【米ビルボード・アルバム・チャート】ロディ・リッチ初首位、故ジュース・ワールド2作がTOP10入り
【米ビルボード・アルバム・チャート】ロディ・リッチ初首位、故ジュース・ワールド2作がTOP10入り

 ロディ・リッチのデビュー・アルバム『プリーズ・エクスキューズ・ミー・フォー・ビーイング・アンチソーシャル』がNo.1デビューを飾った、今週の米ビルボード・アルバム・チャート。

 ロディ・リッチは、米カリフォルニア州コンプトン出身の新人ラッパー。2017年にシングル「Chase Tha Bag」でデビューし、同年にリリースした初ミックステープ『Feed Tha Streets』が注目を浴び、翌年発表の第二弾『Feed Tha Streets II』が、同チャート67位、R&Bチャートでは36位まで上昇するスマッシュヒットを記録した。本作『プリーズ・エクスキューズ・ミー・フォー・ビーイング・アンチソーシャル』はそれに続く3作目で、正式なスタジオ・アルバムとしては初のリリースとなる。

 アルバムからは、ガンナをフィーチャーした「Start wit Me」が米ビルボード・ソング・チャート“Hot 100”で75位、エイ・ブギー・ウィット・ダ・フーディとのコラボ・ソング「Tip Toe」がR&B/ヒップホップ・チャートで34位をそれぞれマークし、プロモーションに繋げた。また、今年3月末に死去したニプシー・ハッスルの「Racks in the Middle」や、現在ヒットしているマスタードとのコラボ曲「Ballin'」に、フィーチャリング・アーティストとして参加したことも、知名度を高める大きな要因となった。2020年1月27日に開催される【第62回グラミー賞】では、「Racks in the Middle」が<最優秀ラップ/サング・コラボレーション賞>、「Ballin'」が<最優秀ラップ楽曲賞>と<最優秀ラップ・パフォーマンス賞>にそれぞれノミネートされている。

★ ★ ★ ★ ★ ★ ★

ロディ・リッチの初首位を伝えるアルバム・チャートの記事を、最後の文の後から書き継いでください。 ここから先のエントリーは、上の記事とは関係がありません。

(元データ)
★ ★ ★ ★ ★ ★ ★

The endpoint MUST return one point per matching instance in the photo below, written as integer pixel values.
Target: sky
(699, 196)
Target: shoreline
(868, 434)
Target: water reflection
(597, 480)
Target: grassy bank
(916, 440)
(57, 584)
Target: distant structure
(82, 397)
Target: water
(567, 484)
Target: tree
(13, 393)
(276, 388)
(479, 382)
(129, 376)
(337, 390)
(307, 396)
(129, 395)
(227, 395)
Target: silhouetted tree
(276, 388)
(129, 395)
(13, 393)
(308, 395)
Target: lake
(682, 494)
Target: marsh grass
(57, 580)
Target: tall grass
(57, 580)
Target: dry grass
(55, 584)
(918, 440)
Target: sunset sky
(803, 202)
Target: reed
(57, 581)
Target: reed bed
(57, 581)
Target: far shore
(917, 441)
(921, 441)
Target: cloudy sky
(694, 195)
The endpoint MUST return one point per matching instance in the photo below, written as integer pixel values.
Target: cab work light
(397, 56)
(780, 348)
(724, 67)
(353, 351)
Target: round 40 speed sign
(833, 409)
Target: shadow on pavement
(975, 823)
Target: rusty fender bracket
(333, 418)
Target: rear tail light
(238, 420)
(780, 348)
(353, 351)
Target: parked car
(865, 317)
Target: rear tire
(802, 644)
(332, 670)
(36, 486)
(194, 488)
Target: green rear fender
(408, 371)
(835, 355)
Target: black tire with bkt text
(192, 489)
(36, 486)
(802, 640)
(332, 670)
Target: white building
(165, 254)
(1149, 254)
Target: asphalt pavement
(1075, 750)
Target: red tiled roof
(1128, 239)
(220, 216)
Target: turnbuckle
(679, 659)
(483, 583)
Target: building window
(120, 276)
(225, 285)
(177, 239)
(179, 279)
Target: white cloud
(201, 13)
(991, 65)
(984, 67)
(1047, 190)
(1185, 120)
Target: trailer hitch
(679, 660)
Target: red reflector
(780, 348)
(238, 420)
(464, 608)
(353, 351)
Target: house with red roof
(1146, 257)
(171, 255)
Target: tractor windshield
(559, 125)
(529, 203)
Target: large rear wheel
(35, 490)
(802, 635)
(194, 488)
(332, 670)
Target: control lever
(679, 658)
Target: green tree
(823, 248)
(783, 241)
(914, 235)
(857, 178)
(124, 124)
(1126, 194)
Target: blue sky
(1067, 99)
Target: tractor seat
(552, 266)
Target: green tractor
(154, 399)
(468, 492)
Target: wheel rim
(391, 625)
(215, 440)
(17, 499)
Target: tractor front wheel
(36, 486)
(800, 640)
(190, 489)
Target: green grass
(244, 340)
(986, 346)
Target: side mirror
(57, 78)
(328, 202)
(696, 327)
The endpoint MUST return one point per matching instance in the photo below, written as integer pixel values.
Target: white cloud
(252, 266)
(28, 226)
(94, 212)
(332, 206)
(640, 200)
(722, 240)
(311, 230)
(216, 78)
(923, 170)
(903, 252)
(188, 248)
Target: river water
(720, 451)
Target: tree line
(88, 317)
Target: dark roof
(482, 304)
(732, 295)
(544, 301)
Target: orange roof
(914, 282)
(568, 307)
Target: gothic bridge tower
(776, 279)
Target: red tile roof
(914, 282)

★ ★ ★ ★ ★ ★ ★

回答:
 『プリーズ・エクスキューズ・ミー・フォー・ビーイング・アンチソーシャル』の初動ユニットは101,000で、そのうちストリーミングのよるユニット数が98,000、アルバムの実売はわずか3,000枚と、そのほとんどをSEAユニットが占めた。週間視聴回数は1億3,070回で、今週最大のストリーミング数を記録している。

 続いて2位に初登場したのは、イギリスのベテラン・ロック・バンド=ザ・フーの最新作『WHO』。本作は、2006年にリリースした前作『エンドレス・ワイヤー』(最高7位)から約13年ぶりとなる復帰作で、全米では通算11作目(ライブ盤含む)のTOP10入りとなる。アメリカでの最高位は、1973年の6thアルバム『四重人格』と、1978年の8thアルバム『フー・アー・ユー』、そして本作が記録した2位で、意外にも首位獲得は果たしていない。本国イギリスでは3位にデビューし、通算16枚目のTOP10入りを果たした。

 『WHO』の初動ユニットは89,000で、アルバムの売上枚数が88,000。ストリーミングや楽曲単体によるユニット(TEA)は無いに等しかった。セールスが好調だった理由としては、近年主流になりつつあるコンサート・チケットとの交換特典が挙げられる。今週3位にデビューしたカミラ・カベロの『ロマンス』も、売上の一部はライブ・チケットの還元が含まれている。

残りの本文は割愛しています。